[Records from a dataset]
□ □ □ □ □

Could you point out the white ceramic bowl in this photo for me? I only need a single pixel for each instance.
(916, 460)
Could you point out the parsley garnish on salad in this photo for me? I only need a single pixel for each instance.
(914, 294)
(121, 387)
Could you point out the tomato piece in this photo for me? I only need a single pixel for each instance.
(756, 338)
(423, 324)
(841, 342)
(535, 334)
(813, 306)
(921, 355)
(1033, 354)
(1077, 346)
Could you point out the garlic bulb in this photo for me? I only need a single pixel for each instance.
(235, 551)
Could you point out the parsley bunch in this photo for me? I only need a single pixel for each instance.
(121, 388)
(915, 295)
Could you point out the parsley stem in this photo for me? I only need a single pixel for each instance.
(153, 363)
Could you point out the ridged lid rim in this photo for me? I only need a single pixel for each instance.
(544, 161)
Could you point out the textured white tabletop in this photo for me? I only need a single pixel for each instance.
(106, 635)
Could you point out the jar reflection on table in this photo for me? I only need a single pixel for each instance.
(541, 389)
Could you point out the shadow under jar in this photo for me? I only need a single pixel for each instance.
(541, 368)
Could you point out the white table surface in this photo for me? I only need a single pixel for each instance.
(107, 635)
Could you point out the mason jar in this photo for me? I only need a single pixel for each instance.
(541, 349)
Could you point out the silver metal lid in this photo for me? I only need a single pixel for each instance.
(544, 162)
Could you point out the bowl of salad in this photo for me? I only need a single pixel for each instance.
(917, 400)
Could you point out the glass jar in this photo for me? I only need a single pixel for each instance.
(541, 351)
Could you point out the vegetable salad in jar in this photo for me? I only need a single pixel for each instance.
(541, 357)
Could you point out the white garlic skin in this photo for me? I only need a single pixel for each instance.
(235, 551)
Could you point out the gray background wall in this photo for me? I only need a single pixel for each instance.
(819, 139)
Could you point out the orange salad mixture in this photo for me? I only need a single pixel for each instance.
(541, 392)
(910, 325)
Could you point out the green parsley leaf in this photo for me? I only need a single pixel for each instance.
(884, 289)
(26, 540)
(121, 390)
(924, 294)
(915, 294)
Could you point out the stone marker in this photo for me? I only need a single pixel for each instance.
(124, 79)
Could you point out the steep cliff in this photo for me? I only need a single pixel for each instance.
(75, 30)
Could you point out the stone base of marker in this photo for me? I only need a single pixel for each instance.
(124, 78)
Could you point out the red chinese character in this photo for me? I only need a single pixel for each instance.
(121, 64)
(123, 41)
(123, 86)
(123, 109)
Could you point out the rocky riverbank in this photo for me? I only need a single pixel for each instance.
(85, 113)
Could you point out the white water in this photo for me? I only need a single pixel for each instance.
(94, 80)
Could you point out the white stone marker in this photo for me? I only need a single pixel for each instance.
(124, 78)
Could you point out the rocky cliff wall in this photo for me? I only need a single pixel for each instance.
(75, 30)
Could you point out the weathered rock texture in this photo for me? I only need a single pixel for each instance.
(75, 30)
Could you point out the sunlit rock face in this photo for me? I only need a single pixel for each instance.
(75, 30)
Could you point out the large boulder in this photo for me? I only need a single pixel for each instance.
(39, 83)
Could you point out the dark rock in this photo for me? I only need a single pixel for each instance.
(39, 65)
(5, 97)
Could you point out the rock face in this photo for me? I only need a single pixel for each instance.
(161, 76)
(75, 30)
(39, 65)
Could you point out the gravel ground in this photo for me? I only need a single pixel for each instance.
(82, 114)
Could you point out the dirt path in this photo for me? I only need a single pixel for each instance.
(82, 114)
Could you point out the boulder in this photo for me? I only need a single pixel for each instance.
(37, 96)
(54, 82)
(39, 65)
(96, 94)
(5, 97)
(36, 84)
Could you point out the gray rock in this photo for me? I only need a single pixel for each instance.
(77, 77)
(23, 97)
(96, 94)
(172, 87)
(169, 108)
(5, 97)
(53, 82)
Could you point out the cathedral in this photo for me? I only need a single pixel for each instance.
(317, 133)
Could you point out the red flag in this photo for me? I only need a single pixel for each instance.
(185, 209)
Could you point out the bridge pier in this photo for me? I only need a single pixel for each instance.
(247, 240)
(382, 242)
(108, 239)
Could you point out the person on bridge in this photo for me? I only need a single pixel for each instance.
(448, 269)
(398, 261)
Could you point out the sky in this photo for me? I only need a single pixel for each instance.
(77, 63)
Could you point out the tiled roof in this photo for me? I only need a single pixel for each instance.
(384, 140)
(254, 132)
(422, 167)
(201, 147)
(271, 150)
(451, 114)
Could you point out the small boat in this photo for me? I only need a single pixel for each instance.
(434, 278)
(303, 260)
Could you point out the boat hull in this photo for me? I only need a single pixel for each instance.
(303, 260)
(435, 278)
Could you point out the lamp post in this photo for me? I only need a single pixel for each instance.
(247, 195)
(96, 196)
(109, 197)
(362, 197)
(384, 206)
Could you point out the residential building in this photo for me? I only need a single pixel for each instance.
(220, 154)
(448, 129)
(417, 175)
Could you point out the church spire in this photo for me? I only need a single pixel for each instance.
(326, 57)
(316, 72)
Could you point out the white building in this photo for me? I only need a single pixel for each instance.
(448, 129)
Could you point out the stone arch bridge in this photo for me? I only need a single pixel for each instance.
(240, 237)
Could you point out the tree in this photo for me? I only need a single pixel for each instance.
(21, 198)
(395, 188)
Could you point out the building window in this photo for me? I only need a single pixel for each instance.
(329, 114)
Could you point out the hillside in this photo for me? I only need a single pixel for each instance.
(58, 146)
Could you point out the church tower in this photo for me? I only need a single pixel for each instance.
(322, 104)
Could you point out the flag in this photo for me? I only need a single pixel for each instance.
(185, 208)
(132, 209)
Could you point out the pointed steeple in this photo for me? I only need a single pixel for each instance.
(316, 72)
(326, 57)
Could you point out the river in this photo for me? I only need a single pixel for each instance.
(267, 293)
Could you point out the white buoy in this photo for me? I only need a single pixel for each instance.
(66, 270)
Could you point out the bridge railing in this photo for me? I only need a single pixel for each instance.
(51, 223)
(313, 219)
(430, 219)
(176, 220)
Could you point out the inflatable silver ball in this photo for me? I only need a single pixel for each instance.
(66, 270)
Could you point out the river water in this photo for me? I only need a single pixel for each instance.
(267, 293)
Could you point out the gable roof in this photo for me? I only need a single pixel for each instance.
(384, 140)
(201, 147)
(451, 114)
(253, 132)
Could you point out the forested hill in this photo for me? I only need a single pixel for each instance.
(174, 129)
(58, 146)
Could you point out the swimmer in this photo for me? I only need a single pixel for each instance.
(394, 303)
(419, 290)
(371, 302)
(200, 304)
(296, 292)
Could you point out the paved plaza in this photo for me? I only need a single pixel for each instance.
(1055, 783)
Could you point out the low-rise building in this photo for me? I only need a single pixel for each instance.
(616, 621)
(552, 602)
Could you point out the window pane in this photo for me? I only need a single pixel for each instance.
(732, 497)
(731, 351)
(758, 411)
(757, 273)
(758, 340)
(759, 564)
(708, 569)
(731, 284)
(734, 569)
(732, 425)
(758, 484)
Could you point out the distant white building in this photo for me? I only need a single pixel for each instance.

□ □ □ □ □

__EXERCISE__
Render each line of the rows above as a Markdown table with two columns, "Num" for the line number and "Content" for the line itself. Leave out any blank lines.

__ANSWER__
| Num | Content |
|---|---|
| 1 | Could you point out the white ceramic bowl in this photo for me? I only need a single pixel for each instance. |
| 2 | (916, 460) |
| 3 | Could you point out the parsley garnish on salad in this photo for me? I only need a single pixel for each instance. |
| 4 | (914, 294) |
| 5 | (121, 387) |
| 6 | Could you point out the tomato piece in this photo for me? I only need a single pixel for each instance. |
| 7 | (756, 338) |
| 8 | (423, 324) |
| 9 | (841, 342) |
| 10 | (535, 334) |
| 11 | (813, 306) |
| 12 | (921, 355) |
| 13 | (1033, 354) |
| 14 | (1077, 346) |
| 15 | Could you point out the garlic bulb in this photo for me? I only need a single pixel for each instance. |
| 16 | (235, 551) |
| 17 | Could you point out the parsley bunch in this photo for me? I only need a single pixel for each instance. |
| 18 | (121, 388) |
| 19 | (915, 295) |
| 20 | Could you point out the parsley stem in this photo for me? I only need a single pixel for each instance. |
| 21 | (153, 363) |
| 22 | Could you point out the ridged lid rim in this photo for me? I only need a single pixel for each instance. |
| 23 | (544, 161) |
| 24 | Could you point out the textured white tabletop in this photo for me? I only need a single pixel for each instance. |
| 25 | (106, 635) |
| 26 | Could you point out the jar reflection on table in this photo for me? I only need a single pixel for each instance. |
| 27 | (541, 389) |
| 28 | Could you point out the shadow under jar in this photo for me? I only need a single pixel for each instance. |
| 29 | (541, 368) |
| 30 | Could you point out the white table surface in this photo for me? I only need a single pixel for each instance. |
| 31 | (107, 635) |
| 32 | Could you point out the mason jar in this photo for me? I only need a single pixel for each instance. |
| 33 | (541, 349) |
| 34 | Could you point out the silver metal lid in this photo for me? I only need a single pixel for each instance. |
| 35 | (544, 162) |
| 36 | Could you point out the bowl of salad in this photo for me? I only need a single pixel for each instance. |
| 37 | (917, 400) |
| 38 | Could you point out the glass jar in this photo for me? I only need a single pixel for each instance. |
| 39 | (541, 351) |
| 40 | Could you point out the vegetable salad in jar in this photo for me? I only need a single pixel for each instance. |
| 41 | (541, 357) |
| 42 | Could you point out the white garlic skin in this photo for me? I only need a single pixel for each instance. |
| 43 | (235, 551) |
| 44 | Could you point out the gray background wall in this photo for me? I only need a single pixel for each instance. |
| 45 | (819, 139) |
| 46 | Could you point out the orange salad mixture in this photo for me? I only need a single pixel for each instance. |
| 47 | (541, 392) |
| 48 | (910, 325) |
| 49 | Could you point out the green parsley leaf in this photo for me? I only need a single pixel for each instance. |
| 50 | (884, 289) |
| 51 | (26, 540) |
| 52 | (121, 390) |
| 53 | (924, 294) |
| 54 | (915, 294) |
| 55 | Could you point out the stone marker in this photo for me? I only need a single pixel for each instance. |
| 56 | (124, 79) |
| 57 | Could you point out the steep cliff in this photo for me? I only need a single pixel for each instance. |
| 58 | (75, 30) |
| 59 | Could you point out the stone base of marker in this photo for me? I only need a single pixel for each instance. |
| 60 | (124, 78) |
| 61 | Could you point out the red chinese character in this photo for me? I only need a single pixel for each instance. |
| 62 | (121, 64) |
| 63 | (123, 41) |
| 64 | (123, 86) |
| 65 | (123, 109) |
| 66 | Could you point out the rocky riverbank in this photo for me? I only need a single pixel for each instance. |
| 67 | (85, 113) |
| 68 | Could you point out the white water in this photo for me? I only need a single pixel for each instance. |
| 69 | (94, 80) |
| 70 | Could you point out the white stone marker in this photo for me? I only need a single pixel for each instance. |
| 71 | (124, 78) |
| 72 | Could you point out the rocky cliff wall in this photo for me? I only need a single pixel for each instance. |
| 73 | (75, 30) |
| 74 | Could you point out the weathered rock texture in this photo for me? I only need a single pixel for each instance. |
| 75 | (75, 30) |
| 76 | Could you point out the sunlit rock face in this photo for me? I only need a single pixel for each instance. |
| 77 | (75, 30) |
| 78 | Could you point out the large boulder in this photo for me? I only need a single pixel for each instance. |
| 79 | (39, 83) |
| 80 | Could you point out the dark rock in this photo for me? I only need a single pixel for each instance. |
| 81 | (39, 65) |
| 82 | (5, 97) |
| 83 | Could you point out the rock face in this photo for me? I only need a single pixel for each instance. |
| 84 | (161, 76) |
| 85 | (75, 30) |
| 86 | (39, 65) |
| 87 | Could you point out the gravel ground in this photo for me? I only need a single pixel for each instance. |
| 88 | (82, 114) |
| 89 | Could you point out the dirt path in this photo for me? I only need a single pixel for each instance. |
| 90 | (82, 114) |
| 91 | Could you point out the boulder in this photo for me? I only need a single pixel for each instance. |
| 92 | (37, 96) |
| 93 | (54, 82) |
| 94 | (39, 65) |
| 95 | (96, 94) |
| 96 | (5, 97) |
| 97 | (36, 84) |
| 98 | Could you point out the gray rock in this photo for me? I only need a single pixel for each instance. |
| 99 | (77, 77) |
| 100 | (23, 97) |
| 101 | (96, 94) |
| 102 | (172, 87) |
| 103 | (169, 108) |
| 104 | (5, 97) |
| 105 | (53, 82) |
| 106 | Could you point out the cathedral in this photo for me? I only need a single pixel for each instance. |
| 107 | (317, 133) |
| 108 | Could you point out the red flag in this photo for me? I only need a single pixel for each instance. |
| 109 | (185, 209) |
| 110 | Could you point out the bridge pier in this photo for me? I only need a single pixel for each instance. |
| 111 | (247, 240) |
| 112 | (382, 242) |
| 113 | (108, 239) |
| 114 | Could you point out the person on bridge in this photo for me? I only need a single pixel for each instance. |
| 115 | (448, 269) |
| 116 | (398, 261) |
| 117 | Could you point out the sky in this photo for me? I only need a single pixel for each instance. |
| 118 | (77, 63) |
| 119 | Could you point out the tiled roof in this photo for me? I only need a single pixel for each instance. |
| 120 | (384, 140) |
| 121 | (254, 132) |
| 122 | (422, 167) |
| 123 | (201, 147) |
| 124 | (271, 150) |
| 125 | (451, 114) |
| 126 | Could you point out the small boat in this photo for me? I only need a single pixel for each instance. |
| 127 | (434, 278) |
| 128 | (303, 260) |
| 129 | Could you point out the boat hull in this photo for me? I only need a single pixel for each instance. |
| 130 | (303, 260) |
| 131 | (435, 278) |
| 132 | Could you point out the lamp post in this photo for me? I only need a single pixel for each instance. |
| 133 | (247, 195) |
| 134 | (96, 196) |
| 135 | (109, 197) |
| 136 | (362, 197) |
| 137 | (384, 206) |
| 138 | Could you point out the residential building in this photo for me? I only need a single pixel for each instance. |
| 139 | (220, 154) |
| 140 | (448, 129) |
| 141 | (417, 175) |
| 142 | Could you point out the church spire in this photo for me? I only need a single pixel for each instance. |
| 143 | (326, 57) |
| 144 | (316, 72) |
| 145 | Could you point out the white building in this photo for me? I only need a single pixel for each instance. |
| 146 | (448, 129) |
| 147 | Could you point out the stone arch bridge in this photo for me? I only need a single pixel for each instance. |
| 148 | (240, 237) |
| 149 | Could you point out the tree in this photo for me? I only need a single pixel for each instance. |
| 150 | (21, 198) |
| 151 | (395, 188) |
| 152 | Could you point out the building window in this photo for me? I only need a single pixel for each instance. |
| 153 | (329, 114) |
| 154 | Could you point out the hillside in this photo for me? I only need a single pixel for each instance. |
| 155 | (58, 146) |
| 156 | Could you point out the church tower in this photo for me? I only need a single pixel for each instance. |
| 157 | (322, 104) |
| 158 | Could you point out the flag in this photo for me? I only need a single pixel for each instance. |
| 159 | (185, 208) |
| 160 | (132, 209) |
| 161 | Could you point out the pointed steeple in this photo for me? I only need a single pixel for each instance. |
| 162 | (316, 72) |
| 163 | (326, 57) |
| 164 | Could you point out the river in this photo for me? I only need a single pixel for each instance. |
| 165 | (267, 293) |
| 166 | Could you point out the white buoy in this photo for me? I only need a single pixel for each instance. |
| 167 | (66, 270) |
| 168 | Could you point out the bridge railing in this photo for me? I only need a single pixel for each instance. |
| 169 | (51, 223) |
| 170 | (313, 219) |
| 171 | (430, 219) |
| 172 | (176, 220) |
| 173 | Could you point out the inflatable silver ball in this photo for me? I only need a single pixel for each instance. |
| 174 | (66, 270) |
| 175 | Could you point out the river water in this photo for me? I only need a single pixel for each instance. |
| 176 | (267, 293) |
| 177 | Could you point out the gable roof in this photo for me? I only need a single pixel for each instance. |
| 178 | (384, 140) |
| 179 | (201, 147) |
| 180 | (451, 114) |
| 181 | (253, 132) |
| 182 | Could you point out the forested hill in this photo for me? I only need a single pixel for each instance. |
| 183 | (174, 129) |
| 184 | (58, 146) |
| 185 | Could you point out the swimmer in this photo for me? I only need a single pixel for each instance. |
| 186 | (394, 303) |
| 187 | (419, 290) |
| 188 | (371, 302) |
| 189 | (200, 304) |
| 190 | (296, 292) |
| 191 | Could you point out the paved plaza in this photo for me? I only need a single pixel for each instance. |
| 192 | (1055, 783) |
| 193 | Could you point out the low-rise building in this photo for me? I only need a single pixel for each instance. |
| 194 | (616, 621) |
| 195 | (552, 602) |
| 196 | Could you point out the window pane in this photo for me? I only need a single pixel for each instance. |
| 197 | (732, 497) |
| 198 | (731, 351) |
| 199 | (758, 411) |
| 200 | (757, 273) |
| 201 | (758, 340) |
| 202 | (759, 564) |
| 203 | (708, 569) |
| 204 | (731, 284) |
| 205 | (734, 569) |
| 206 | (732, 425) |
| 207 | (758, 484) |
| 208 | Could you point out the distant white building in this photo for me? I only need a single pixel for each instance. |